▸ Given text:
---*---

Children who are Different

9-year old James says homework’s too hard. However, his teachers say that he’s very intelligent, so how can it be too hard? James picks through his food and takes longer than others. He seems “hyped up”, unable to settle down, and it’s late before he finishes his evening routines and goes to sleep. His parents worry that “he’s not achieving his potential”, “he doesn’t have many friends, or can’t maintain his friendships”, “he just doesn’t listen”, and there are arguments and temper outbursts.

James has always been a bit sensitive – hates loud noises, complains about the labels in his clothes, and is a “picky” eater. He has always found it difficult to settle to a task (unless it’s something on the computer, Playstation, or TV), been a bit distractible, and found it hard to wait for things. While he loves to play soccer and tennis, his handwriting is messy and he was a bit slow learning how to manage shoelaces. While he has very strong language skills, he finds maths hard, or battles to organise his thoughts to write stories.

---*---

▸ Exercise aim: Carry the text on children who are different forward, beginning after its final sentence. None of the data is needed for this exercise.

---*---

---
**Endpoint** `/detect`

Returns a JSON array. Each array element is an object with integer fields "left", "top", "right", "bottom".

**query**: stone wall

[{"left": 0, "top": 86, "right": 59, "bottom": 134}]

---*---

▸ Exercise result:
This profile of strengths and difficulties is associated with a brain that is “wired” a bit differently from the usual. Children with this kind of profile may have social problems and they worry about a range of things, or worry about one particular thing. Those with strong language skills ask questions about their worries, or “talk themselves through” their activities. They have difficulties with the give and take of relationships. They can be “in your face” at times, or seem unaware of other peoples’ feelings. One of the really confusing aspects of their behavior is that it can vary from day to day – one day they can do everything they’re asked to do and the next day they can’t. Their strong oral language can lead parents and teachers to have expectations that are unrealistic. Just because a child has a highly developed vocabulary, doesn’t mean that he can write a well-structured story within a particular time-frame.

Sensory sensitivities may be most problematic during early childhood when feeding, washing hair or cutting nails becomes a battleground; inattention and distractibility may become more noticeable when a child is put into a structured teaching environment; specific learning difficulties may become more obvious in middle to late childhood as academic demands increase; motor planning and sequencing problems become more evident as children are expected to become more independent in their self-care. Anxiety may be a longstanding feature, with worry about upcoming events or changes in familiar routines. Social difficulties may appear at preschool with some boisterous or aggressive behavior, or withdrawn or solitary play.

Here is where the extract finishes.